MATERIAL FOR THIS EXERCISE:
--
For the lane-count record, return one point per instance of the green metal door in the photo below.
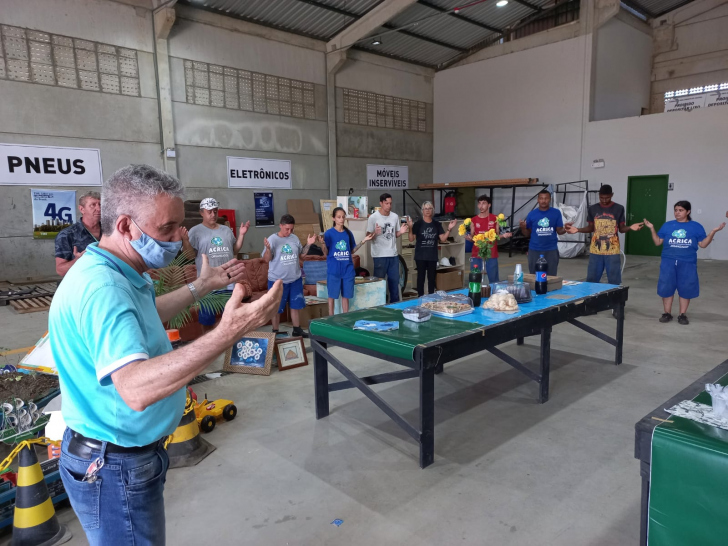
(646, 198)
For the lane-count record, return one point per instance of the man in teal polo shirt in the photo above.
(123, 387)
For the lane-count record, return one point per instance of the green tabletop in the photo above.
(688, 482)
(397, 343)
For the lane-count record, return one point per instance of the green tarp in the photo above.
(397, 343)
(689, 483)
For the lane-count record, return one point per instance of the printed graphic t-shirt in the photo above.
(217, 243)
(339, 245)
(428, 237)
(680, 240)
(484, 225)
(385, 244)
(606, 220)
(543, 226)
(284, 258)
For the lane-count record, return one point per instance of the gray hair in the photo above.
(129, 188)
(91, 194)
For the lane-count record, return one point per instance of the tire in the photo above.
(207, 424)
(229, 412)
(403, 273)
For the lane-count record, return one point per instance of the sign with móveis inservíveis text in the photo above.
(387, 177)
(250, 172)
(24, 164)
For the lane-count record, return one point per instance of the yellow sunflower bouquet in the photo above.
(485, 243)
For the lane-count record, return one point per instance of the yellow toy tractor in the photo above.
(208, 412)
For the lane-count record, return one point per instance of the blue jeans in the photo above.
(125, 505)
(389, 267)
(598, 263)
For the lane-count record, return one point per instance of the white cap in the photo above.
(209, 203)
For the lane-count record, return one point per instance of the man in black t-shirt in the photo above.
(606, 220)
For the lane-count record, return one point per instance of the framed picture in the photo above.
(291, 353)
(251, 354)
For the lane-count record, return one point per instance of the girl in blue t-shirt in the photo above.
(339, 248)
(679, 266)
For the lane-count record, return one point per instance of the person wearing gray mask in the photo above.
(123, 386)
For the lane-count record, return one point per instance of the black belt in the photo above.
(81, 447)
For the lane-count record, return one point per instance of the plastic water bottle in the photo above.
(475, 283)
(518, 274)
(542, 267)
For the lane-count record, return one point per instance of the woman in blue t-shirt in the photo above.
(340, 247)
(679, 266)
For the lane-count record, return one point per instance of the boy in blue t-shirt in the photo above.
(679, 266)
(339, 247)
(542, 225)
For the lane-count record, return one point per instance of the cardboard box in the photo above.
(450, 280)
(552, 283)
(303, 212)
(308, 313)
(248, 255)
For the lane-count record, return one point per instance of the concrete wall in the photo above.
(622, 66)
(359, 145)
(206, 135)
(691, 49)
(125, 129)
(534, 123)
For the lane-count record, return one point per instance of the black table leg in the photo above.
(427, 417)
(321, 383)
(619, 311)
(543, 394)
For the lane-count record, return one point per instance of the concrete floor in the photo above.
(507, 470)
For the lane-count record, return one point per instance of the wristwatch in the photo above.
(195, 293)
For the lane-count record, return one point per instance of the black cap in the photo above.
(606, 189)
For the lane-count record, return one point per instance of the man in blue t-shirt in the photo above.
(542, 225)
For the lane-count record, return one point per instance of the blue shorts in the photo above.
(680, 276)
(292, 295)
(340, 286)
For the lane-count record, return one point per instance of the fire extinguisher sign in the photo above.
(387, 177)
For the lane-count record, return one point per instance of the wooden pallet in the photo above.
(31, 305)
(39, 290)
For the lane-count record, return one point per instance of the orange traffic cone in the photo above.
(35, 522)
(187, 447)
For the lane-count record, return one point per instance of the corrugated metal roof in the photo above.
(411, 49)
(443, 28)
(324, 19)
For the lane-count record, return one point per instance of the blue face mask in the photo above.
(156, 254)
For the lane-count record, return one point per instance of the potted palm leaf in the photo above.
(174, 276)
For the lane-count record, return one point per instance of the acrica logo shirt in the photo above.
(680, 240)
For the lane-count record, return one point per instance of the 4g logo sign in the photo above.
(63, 214)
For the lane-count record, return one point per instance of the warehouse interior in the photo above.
(456, 91)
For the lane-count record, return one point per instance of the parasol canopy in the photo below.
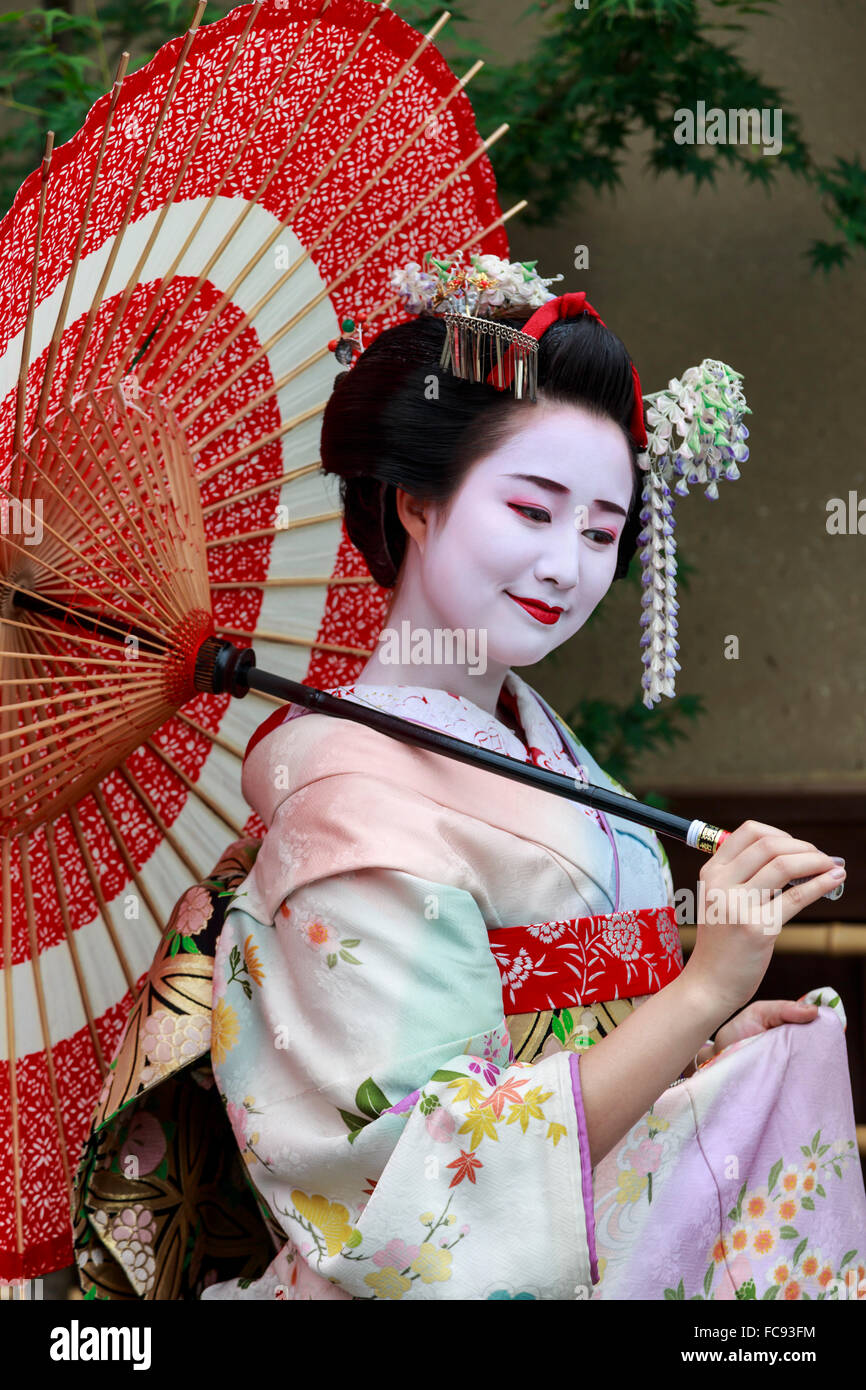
(170, 281)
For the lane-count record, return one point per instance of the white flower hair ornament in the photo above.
(691, 432)
(697, 435)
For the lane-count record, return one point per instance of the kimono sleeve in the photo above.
(363, 1055)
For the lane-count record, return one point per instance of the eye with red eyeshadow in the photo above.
(609, 538)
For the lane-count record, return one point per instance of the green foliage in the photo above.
(56, 64)
(585, 85)
(597, 75)
(590, 79)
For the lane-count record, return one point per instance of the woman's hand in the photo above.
(762, 1015)
(747, 906)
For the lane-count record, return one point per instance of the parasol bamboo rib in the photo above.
(270, 392)
(120, 309)
(72, 950)
(167, 834)
(307, 252)
(31, 313)
(157, 537)
(92, 660)
(50, 773)
(262, 487)
(154, 348)
(67, 578)
(262, 441)
(274, 530)
(121, 845)
(309, 362)
(118, 503)
(52, 699)
(10, 1037)
(41, 1005)
(79, 242)
(237, 225)
(230, 292)
(214, 738)
(97, 538)
(228, 295)
(97, 893)
(118, 236)
(193, 787)
(313, 581)
(75, 713)
(295, 641)
(148, 556)
(327, 289)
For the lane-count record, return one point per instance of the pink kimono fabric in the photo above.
(744, 1180)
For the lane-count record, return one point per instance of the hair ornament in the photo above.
(688, 434)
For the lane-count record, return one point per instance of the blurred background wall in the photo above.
(683, 274)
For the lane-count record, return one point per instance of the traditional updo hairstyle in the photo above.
(396, 419)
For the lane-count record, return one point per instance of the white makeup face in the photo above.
(537, 519)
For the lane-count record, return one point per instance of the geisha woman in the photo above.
(452, 1027)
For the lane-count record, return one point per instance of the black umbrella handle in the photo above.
(224, 667)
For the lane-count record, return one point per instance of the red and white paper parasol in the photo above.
(170, 281)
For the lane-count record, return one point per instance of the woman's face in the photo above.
(538, 519)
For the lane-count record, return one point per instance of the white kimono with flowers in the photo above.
(359, 1037)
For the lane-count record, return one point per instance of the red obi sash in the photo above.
(552, 965)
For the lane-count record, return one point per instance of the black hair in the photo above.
(402, 420)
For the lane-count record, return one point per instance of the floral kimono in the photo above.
(403, 982)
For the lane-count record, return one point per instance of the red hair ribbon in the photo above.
(569, 306)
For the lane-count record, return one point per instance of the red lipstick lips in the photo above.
(542, 612)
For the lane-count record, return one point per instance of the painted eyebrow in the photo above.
(558, 487)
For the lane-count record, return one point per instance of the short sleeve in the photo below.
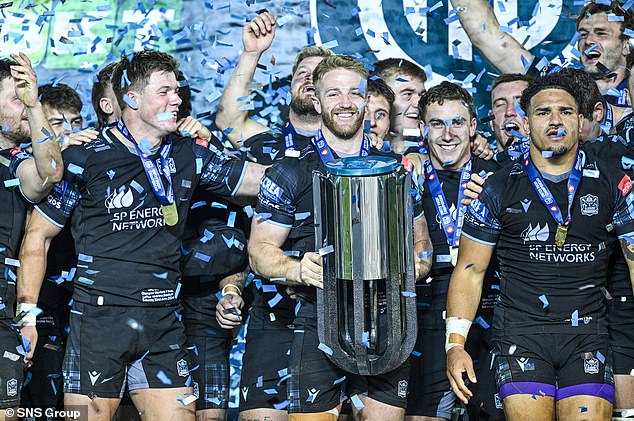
(60, 203)
(623, 219)
(481, 222)
(276, 199)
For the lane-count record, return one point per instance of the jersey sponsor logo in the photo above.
(12, 387)
(270, 189)
(312, 395)
(536, 233)
(182, 367)
(94, 376)
(589, 205)
(591, 366)
(170, 164)
(498, 401)
(625, 185)
(402, 389)
(196, 390)
(119, 199)
(479, 210)
(202, 142)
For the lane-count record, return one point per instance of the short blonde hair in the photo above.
(333, 62)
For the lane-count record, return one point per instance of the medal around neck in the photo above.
(170, 214)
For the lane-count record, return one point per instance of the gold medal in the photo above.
(560, 235)
(170, 214)
(454, 255)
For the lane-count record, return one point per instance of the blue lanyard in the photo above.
(422, 146)
(165, 196)
(609, 117)
(544, 193)
(289, 136)
(326, 154)
(452, 228)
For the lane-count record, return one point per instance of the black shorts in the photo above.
(485, 403)
(12, 364)
(45, 385)
(110, 345)
(621, 326)
(318, 385)
(558, 365)
(265, 360)
(430, 391)
(209, 347)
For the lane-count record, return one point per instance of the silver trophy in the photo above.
(364, 230)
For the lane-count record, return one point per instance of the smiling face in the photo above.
(14, 124)
(340, 102)
(602, 37)
(378, 113)
(554, 122)
(407, 92)
(56, 119)
(504, 98)
(302, 88)
(450, 128)
(159, 96)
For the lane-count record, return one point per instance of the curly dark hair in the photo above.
(552, 81)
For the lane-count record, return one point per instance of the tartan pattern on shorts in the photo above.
(71, 370)
(216, 385)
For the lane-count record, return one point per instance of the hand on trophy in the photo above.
(311, 271)
(459, 362)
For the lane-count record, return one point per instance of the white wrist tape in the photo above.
(231, 292)
(29, 318)
(456, 325)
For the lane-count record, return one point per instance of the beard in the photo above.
(340, 132)
(303, 106)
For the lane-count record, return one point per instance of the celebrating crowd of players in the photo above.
(130, 251)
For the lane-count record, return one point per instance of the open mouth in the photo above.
(556, 133)
(448, 148)
(510, 127)
(593, 55)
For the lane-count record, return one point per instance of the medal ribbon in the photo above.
(451, 227)
(165, 196)
(544, 193)
(326, 154)
(289, 136)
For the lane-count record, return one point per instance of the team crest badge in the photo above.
(183, 368)
(589, 205)
(591, 366)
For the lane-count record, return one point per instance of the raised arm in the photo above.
(479, 22)
(37, 239)
(463, 299)
(39, 174)
(268, 259)
(257, 37)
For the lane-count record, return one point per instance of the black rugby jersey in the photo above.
(12, 218)
(286, 199)
(268, 147)
(433, 294)
(126, 253)
(545, 288)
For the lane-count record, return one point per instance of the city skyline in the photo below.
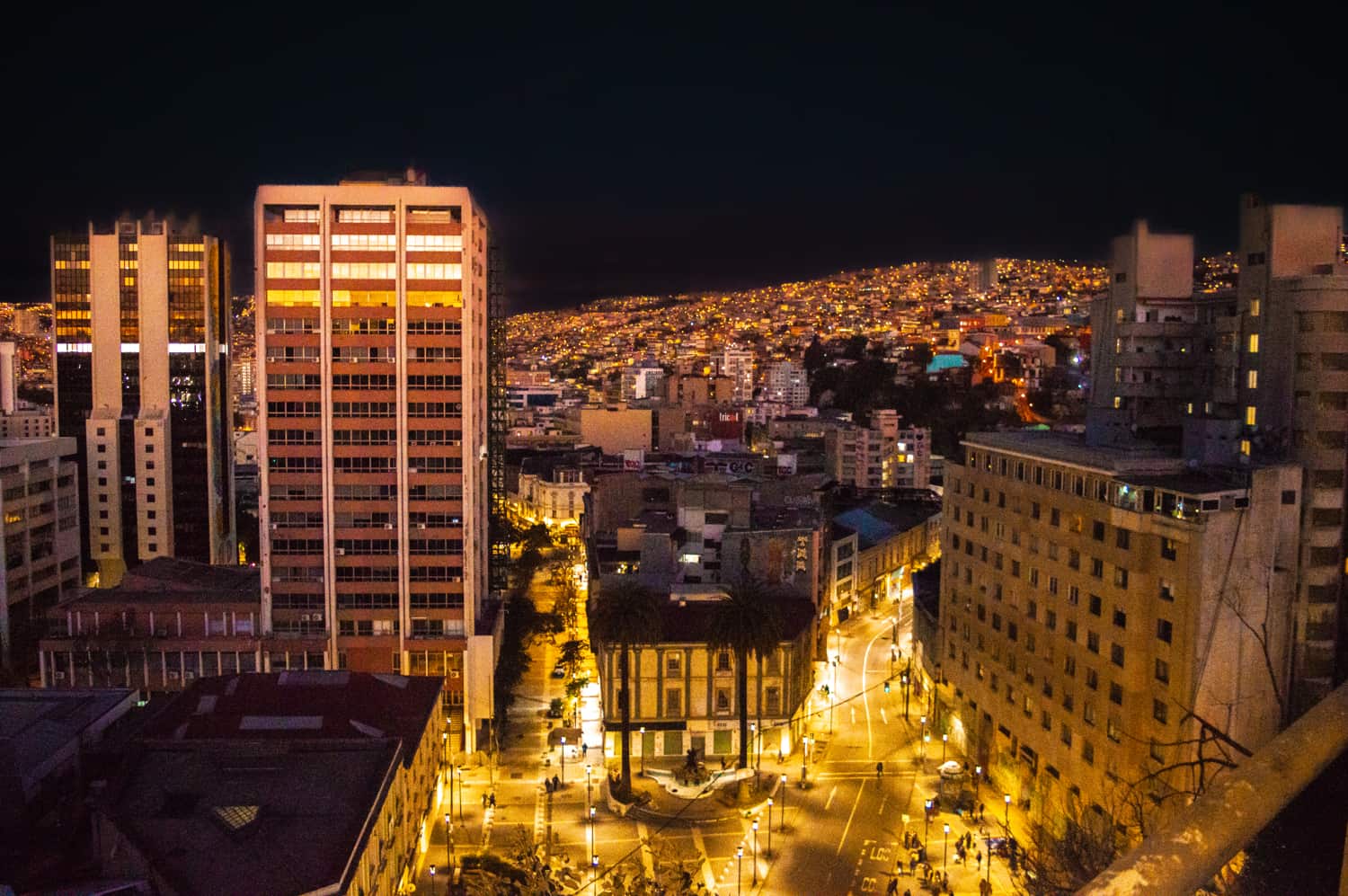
(668, 150)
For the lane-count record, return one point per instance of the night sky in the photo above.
(677, 147)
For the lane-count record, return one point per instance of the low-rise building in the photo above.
(875, 550)
(166, 624)
(301, 782)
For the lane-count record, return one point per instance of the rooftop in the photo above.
(293, 814)
(881, 520)
(38, 726)
(301, 705)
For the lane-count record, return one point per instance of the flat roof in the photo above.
--
GOAL:
Lay out the lines from the one containing "building in the photo above." through the end of the records, inclusive, as a Markdown table with the columns No. and Line, numbering each row and omitting blank lines.

TASK OUTPUT:
| No. | Line |
|---|---|
| 1 | For the lane-count record, return one point per instance of the low-rise building in the photo above. |
| 2 | (875, 550) |
| 3 | (166, 624) |
| 4 | (301, 782) |
| 5 | For the lane-count record, return one point per instance of the rooftop in the photo above. |
| 6 | (293, 814) |
| 7 | (881, 520) |
| 8 | (38, 726) |
| 9 | (301, 705) |
| 10 | For the lane-count record, return one point per instance of the flat roof in the photo above. |